── INPUT ROWS

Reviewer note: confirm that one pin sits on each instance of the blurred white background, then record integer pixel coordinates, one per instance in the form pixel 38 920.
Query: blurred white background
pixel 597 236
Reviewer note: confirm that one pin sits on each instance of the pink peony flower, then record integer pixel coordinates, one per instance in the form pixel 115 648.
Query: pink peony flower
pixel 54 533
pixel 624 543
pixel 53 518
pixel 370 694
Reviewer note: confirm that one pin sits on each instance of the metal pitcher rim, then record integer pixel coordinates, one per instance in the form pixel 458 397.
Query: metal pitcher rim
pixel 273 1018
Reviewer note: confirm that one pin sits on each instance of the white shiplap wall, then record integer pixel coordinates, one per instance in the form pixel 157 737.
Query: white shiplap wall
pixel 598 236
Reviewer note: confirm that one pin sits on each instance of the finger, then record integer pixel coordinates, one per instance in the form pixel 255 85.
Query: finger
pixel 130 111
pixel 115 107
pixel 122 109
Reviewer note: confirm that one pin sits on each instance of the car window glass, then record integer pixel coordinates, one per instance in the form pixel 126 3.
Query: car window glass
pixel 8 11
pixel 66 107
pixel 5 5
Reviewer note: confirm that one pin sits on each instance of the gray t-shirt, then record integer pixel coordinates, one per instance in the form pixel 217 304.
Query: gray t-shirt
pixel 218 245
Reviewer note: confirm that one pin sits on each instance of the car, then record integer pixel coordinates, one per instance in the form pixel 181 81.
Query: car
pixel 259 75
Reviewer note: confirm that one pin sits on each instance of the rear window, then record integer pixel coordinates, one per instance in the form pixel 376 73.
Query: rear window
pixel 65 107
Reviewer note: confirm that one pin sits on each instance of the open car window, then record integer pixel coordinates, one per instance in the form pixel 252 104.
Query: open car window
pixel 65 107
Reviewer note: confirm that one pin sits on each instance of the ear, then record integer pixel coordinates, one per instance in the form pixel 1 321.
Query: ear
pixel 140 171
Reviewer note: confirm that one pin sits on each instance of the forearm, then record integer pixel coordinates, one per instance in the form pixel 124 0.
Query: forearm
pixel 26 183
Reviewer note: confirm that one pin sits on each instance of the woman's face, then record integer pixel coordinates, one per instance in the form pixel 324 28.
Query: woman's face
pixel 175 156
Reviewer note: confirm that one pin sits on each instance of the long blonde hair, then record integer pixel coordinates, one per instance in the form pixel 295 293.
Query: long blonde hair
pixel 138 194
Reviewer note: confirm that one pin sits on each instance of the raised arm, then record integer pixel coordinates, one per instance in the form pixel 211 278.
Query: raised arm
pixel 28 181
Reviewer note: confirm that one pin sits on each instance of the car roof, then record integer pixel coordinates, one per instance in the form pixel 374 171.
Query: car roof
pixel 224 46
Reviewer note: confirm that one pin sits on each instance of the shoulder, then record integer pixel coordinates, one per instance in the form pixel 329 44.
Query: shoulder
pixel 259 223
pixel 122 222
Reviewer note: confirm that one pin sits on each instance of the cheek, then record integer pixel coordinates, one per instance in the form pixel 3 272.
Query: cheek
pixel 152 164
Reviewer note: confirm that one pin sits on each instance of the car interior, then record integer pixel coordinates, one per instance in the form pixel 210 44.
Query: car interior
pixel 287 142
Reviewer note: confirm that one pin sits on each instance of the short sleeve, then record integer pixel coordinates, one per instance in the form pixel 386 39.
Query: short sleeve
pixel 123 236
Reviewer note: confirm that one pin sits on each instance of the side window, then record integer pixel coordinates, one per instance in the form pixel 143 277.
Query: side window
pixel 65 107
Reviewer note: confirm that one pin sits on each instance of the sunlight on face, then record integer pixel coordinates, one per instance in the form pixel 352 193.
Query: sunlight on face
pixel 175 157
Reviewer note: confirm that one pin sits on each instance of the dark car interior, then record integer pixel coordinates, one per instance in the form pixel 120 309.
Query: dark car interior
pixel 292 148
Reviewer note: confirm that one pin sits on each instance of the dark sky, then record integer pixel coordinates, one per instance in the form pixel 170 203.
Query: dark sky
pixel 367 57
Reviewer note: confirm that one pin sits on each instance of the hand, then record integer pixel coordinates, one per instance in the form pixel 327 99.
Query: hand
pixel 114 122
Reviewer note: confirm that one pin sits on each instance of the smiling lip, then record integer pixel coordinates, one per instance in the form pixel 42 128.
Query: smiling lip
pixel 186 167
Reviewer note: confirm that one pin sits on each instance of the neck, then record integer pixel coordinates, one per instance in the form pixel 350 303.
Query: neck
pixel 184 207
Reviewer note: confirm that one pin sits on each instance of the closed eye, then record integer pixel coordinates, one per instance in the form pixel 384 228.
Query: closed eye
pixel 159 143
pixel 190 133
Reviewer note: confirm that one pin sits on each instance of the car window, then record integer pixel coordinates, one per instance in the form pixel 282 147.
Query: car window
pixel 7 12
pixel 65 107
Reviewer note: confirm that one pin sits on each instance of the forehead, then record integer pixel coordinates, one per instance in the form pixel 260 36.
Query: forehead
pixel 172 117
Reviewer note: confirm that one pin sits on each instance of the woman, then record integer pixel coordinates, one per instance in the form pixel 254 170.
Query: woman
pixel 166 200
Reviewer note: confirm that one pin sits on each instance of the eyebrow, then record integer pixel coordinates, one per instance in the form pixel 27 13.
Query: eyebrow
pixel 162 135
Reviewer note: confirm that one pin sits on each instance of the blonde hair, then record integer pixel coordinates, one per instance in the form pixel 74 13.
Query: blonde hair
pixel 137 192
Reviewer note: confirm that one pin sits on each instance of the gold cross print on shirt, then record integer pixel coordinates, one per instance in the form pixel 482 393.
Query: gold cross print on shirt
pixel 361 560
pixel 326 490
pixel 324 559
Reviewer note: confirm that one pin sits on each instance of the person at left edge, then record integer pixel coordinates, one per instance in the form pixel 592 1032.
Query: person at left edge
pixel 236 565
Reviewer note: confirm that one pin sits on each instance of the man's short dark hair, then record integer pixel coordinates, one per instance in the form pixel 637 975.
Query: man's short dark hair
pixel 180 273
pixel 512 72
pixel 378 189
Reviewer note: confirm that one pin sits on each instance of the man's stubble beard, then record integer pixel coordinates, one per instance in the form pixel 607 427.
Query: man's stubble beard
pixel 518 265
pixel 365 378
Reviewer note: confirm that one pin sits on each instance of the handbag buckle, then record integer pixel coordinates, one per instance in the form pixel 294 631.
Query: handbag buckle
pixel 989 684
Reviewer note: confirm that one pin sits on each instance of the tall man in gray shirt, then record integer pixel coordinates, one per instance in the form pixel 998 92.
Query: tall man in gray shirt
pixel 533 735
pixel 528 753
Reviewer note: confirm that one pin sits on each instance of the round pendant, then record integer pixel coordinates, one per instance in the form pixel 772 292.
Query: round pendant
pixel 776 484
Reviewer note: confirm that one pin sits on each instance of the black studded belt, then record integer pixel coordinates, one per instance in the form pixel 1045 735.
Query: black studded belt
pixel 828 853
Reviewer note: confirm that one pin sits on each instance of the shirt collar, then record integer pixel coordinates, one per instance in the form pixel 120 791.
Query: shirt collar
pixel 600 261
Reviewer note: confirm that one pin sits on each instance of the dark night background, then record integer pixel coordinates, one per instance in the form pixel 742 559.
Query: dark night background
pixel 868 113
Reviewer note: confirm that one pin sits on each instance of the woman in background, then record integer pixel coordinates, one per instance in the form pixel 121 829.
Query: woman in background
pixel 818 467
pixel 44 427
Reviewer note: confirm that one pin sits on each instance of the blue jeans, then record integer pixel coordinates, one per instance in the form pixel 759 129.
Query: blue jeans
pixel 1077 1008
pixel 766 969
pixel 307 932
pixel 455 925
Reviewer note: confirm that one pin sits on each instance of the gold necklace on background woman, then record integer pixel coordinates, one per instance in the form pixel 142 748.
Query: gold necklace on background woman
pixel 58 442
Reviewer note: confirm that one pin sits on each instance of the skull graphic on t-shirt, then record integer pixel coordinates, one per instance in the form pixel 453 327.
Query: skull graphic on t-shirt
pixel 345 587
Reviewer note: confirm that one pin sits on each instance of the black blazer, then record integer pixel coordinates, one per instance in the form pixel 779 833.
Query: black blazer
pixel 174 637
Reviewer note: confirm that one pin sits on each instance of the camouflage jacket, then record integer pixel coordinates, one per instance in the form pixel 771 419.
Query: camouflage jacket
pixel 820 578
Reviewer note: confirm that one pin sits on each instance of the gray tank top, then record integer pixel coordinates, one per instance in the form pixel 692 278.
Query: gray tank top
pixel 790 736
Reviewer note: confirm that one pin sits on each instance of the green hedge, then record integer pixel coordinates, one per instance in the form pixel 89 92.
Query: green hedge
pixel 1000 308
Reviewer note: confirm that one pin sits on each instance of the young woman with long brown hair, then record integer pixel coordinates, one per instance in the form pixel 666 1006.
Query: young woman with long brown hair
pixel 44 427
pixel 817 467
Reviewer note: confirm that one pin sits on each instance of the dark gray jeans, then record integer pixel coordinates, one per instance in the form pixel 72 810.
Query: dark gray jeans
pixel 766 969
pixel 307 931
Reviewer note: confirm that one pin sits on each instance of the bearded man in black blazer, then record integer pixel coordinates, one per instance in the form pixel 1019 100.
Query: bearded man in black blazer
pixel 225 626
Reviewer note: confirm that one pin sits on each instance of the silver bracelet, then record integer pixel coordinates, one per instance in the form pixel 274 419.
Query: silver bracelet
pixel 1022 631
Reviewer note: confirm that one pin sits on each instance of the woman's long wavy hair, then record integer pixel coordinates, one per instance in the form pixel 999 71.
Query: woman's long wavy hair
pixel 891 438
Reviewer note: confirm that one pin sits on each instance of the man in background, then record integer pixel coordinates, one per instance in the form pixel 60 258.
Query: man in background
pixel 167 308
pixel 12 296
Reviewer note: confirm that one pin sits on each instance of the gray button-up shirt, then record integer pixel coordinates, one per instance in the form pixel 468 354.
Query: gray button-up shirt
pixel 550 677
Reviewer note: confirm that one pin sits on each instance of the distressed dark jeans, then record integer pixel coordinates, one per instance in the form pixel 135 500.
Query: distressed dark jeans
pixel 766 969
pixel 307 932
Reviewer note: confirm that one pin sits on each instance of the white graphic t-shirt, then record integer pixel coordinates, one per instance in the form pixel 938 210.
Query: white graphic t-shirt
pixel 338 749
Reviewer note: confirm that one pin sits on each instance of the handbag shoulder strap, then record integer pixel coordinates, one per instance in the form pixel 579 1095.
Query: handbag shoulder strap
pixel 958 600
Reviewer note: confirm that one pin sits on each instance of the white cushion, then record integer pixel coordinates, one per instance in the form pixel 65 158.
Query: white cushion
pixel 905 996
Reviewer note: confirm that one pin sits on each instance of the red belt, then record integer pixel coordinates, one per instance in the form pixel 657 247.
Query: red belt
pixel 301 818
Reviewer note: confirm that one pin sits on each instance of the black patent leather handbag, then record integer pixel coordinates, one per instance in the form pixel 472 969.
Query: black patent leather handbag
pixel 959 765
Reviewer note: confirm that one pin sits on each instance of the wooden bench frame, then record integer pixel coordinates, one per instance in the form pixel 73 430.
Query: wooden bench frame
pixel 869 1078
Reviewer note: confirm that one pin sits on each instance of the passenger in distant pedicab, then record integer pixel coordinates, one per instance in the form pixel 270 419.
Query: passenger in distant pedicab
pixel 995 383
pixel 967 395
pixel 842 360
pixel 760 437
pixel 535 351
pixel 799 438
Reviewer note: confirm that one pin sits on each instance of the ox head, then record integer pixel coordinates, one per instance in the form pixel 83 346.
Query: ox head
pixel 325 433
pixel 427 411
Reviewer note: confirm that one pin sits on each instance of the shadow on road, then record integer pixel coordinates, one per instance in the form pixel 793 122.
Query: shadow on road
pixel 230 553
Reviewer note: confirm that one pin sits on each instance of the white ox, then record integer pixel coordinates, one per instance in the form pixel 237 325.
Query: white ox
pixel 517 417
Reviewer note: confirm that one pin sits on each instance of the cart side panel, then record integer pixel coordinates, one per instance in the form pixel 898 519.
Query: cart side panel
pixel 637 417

────

Your task is to write out the lines from the one with "pixel 793 122." through the end of the records, exactly and with nothing added.

Reviewer note: confirm that one pin sits on each instance of the shadow on road, then record integer pixel coordinates, one per instance in the form pixel 793 122.
Query: shadow on road
pixel 230 553
Reviewer note: confirm that one pin sits on each instance of the white ox, then record integer pixel coordinates, one per instance in the form pixel 237 325.
Query: white ox
pixel 517 417
Reviewer note: confirm that one pin sits on each instance of the cart side panel, then record integer pixel coordinates, one per instance in the form pixel 898 519.
Query: cart side panel
pixel 637 417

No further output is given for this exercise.